| Document excerpt |
= = = = = = =
Five years ago, when my daughter asked me whether I had Snapchat installed on my phone, my response was “Snapwhat?". In the weeks following, she managed to convince the rest of us in the family to install the app on our phones, if for no other reason than to admire her photo taking skills. At the time, what made the app stand out was the impermanence of the photos that you shared with your circle, since they disappeared a few seconds after you viewed them, a big selling point for sharers lacking impulse control. In 2013, when Facebook offered $3 billion to buy Snap, it was a clear indication that the new company was making inroads in the social media market, especially with teenagers. When Evan Spiegel and Bobby Murphy, Snap’s founders, turned down the offer, I am sure that there were many who viewed them as insane, since Snap had trouble attracting advertisers to its platform and little in revenues, at the time. After all, what advertiser wants advertisements to disappear seconds after you see them? Needless to say, as the IPO nears and it looks like the company will be priced at $20 billion or more, it looks like Snap’s founders will have the last laugh!
Snap: A Camera Company?
The Snap prospectus leads off with these words: Snap Inc. is a camera company. But is it? When I think of camera companies, I think of Eastman Kodak, Polaroid and the Japanese players (Fuji, Pentax) as the old guard, under assault as they face disruption from smartphone cameras, and companies like GoPro as the new entrants in the space, struggling to convert sales to profits. I don’t think that this is the company that Snap aspires to keep and since it does not sell cameras or make money on photos, it is difficult to see it fitting in. If you define business in terms of how a company plans to make money, I would argue that Snap is an advertising business, albeit one in the online or digital space. I do know that Snap has hardware that it is selling in the form of Spectacles, but at least at the moment, the glasses seem to be designed to get users to stay in the Snap ecosystem for longer and see more ads.
= = = = = = =
| Tasks for this exercise |
(A) Which camera companies does the piece on Snap name?
(B) In the piece on Snap, how much did Facebook offer to buy Snap in 2013?
(C) Condense the paragraph of the piece on Snap that begins "The Snap prospectus leads off" into a shorter version that keeps its main facts.

[Spatial annotation records]
= = = = = = =
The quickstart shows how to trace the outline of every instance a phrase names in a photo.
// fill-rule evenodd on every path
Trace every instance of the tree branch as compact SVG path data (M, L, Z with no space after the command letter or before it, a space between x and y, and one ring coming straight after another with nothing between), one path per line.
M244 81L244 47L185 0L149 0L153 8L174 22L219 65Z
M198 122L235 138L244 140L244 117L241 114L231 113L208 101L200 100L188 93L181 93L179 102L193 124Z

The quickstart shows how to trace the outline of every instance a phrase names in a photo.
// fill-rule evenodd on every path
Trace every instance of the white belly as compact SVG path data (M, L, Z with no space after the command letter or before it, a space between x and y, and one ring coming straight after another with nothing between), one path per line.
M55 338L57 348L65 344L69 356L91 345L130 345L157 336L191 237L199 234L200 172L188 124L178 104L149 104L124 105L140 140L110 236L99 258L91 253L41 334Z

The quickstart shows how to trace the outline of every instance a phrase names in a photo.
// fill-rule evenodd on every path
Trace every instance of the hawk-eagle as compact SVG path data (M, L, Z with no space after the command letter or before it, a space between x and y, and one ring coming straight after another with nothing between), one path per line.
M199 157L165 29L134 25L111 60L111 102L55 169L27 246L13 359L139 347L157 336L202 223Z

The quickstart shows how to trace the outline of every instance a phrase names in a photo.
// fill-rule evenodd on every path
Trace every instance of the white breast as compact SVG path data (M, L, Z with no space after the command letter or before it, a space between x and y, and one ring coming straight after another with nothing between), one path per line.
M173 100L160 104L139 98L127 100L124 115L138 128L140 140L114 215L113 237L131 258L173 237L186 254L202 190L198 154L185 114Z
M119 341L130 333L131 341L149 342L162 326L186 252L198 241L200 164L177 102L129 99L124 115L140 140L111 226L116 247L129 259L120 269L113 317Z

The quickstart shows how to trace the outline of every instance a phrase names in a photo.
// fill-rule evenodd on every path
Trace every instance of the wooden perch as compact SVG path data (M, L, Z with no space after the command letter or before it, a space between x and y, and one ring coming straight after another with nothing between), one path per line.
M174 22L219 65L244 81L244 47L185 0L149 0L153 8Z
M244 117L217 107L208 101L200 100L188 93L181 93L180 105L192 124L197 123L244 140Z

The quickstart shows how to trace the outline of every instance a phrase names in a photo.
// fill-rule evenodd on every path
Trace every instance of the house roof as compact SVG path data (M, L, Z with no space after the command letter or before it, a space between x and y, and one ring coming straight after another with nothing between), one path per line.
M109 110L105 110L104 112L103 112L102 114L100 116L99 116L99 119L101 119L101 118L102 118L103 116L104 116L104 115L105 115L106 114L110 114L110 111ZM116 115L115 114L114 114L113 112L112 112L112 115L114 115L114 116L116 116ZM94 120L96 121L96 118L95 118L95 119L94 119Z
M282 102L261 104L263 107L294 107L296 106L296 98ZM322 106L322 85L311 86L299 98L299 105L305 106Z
= = = = = = =
| Results by task |
(A) Eastman Kodak, Polaroid, Fuji, Pentax, GoPro

(B) $3 billion

(C) The Snap prospectus calls Snap Inc. a camera company, but the author questions this. Older camera companies such as Eastman Kodak, Polaroid, Fuji and Pentax face disruption from smartphone cameras, and newer ones like GoPro struggle to turn sales into profits. Snap neither sells cameras nor makes money on photos. Judged by how it plans to make money, Snap is a digital advertising business. Its Spectacles glasses currently seem meant to keep users in the Snap ecosystem longer, where they see more ads.